- _PASSAGE PROVIDED_:
Skip to content

luisdiaz1997/GPzoo

Repository files navigation

GPzoo: Gaussian Process Models for Spatial Transcriptomics

GPzoo is a Python library for scalable Gaussian Process models tailored for spatial transcriptomics data analysis. It provides implementations of several state-of-the-art GP approximations with multi-group extensions for cell type-aware modeling.

Features

  • Multiple GP Approximations:

    • SVGP (Sparse Variational GP) with inducing points
    • VNNGP (Variational Nearest Neighbor GP) for large datasets
    • Multi-Group extensions (MGGP) for cell type-aware modeling
  • Spatial Transcriptomics Integration:

    • Built-in support for SlideseqV2, 10x Visium, and liver datasets
    • Automatic data loading and preprocessing
    • Integration with Scanpy and Squidpy ecosystems
  • Scalable Training:

    • Batched training for memory efficiency
    • GPU acceleration support
    • TensorBoard logging for monitoring
    • Checkpoint resumption
  • Model Variants:

    • SVGP-NSF (Neural Spectral Factorization)

- _EXTRACTED DATA_:

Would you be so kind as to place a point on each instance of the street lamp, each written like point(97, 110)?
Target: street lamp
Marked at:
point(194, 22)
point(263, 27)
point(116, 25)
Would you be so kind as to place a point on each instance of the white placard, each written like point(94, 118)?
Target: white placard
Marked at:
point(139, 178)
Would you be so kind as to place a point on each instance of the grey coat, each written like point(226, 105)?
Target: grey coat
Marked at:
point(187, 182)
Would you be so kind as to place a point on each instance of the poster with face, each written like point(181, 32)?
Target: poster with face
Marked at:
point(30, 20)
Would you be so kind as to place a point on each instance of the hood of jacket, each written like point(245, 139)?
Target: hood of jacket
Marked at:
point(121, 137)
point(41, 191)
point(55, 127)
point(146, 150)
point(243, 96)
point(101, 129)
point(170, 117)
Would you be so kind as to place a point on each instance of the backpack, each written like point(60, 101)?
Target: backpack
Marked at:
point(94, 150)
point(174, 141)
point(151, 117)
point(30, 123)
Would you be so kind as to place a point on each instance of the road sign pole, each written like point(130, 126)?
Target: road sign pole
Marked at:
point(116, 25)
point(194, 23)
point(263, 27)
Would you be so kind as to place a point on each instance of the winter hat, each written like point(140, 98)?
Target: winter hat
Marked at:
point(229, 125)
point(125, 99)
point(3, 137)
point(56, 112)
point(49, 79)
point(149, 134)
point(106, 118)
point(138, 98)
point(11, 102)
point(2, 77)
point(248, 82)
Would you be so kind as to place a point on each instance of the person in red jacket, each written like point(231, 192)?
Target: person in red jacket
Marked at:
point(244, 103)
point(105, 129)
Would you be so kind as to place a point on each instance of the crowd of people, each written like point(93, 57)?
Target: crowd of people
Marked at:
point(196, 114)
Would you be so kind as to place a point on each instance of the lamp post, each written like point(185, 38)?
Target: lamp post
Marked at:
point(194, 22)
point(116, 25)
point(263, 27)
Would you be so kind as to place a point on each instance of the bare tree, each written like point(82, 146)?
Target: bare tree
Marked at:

- _DIRECTION 1_: According to the GPzoo README, which datasets have built-in support?
- _DIRECTION 2_: Pick up the GPzoo README after its last line and keep writing it.
You won't need the entries for anything that follows.

- _WRITTEN REPLY 1_: SlideseqV2, 10x Visium, and liver datasets.

- _WRITTEN REPLY 2_:
    • VNNGP-NSF
    • Multi-Group versions of all models

Installation

From Source

git clone https://github.com/luisdiaz1997/GPzoo.git
cd GPzoo
pip install -e .

Dependencies

Install required packages:

pip install -r requirements.txt

For GPU support, install PyTorch with CUDA:

# Visit https://pytorch.org/get-started/locally/ for the appropriate command
pip install torch torchvision --index-url https://download.pytorch.org/whl/cu118

Quick Start

GPzoo provides three ways to create models, from simplest to most flexible:

Option 1: Convenience Classes (Recommended)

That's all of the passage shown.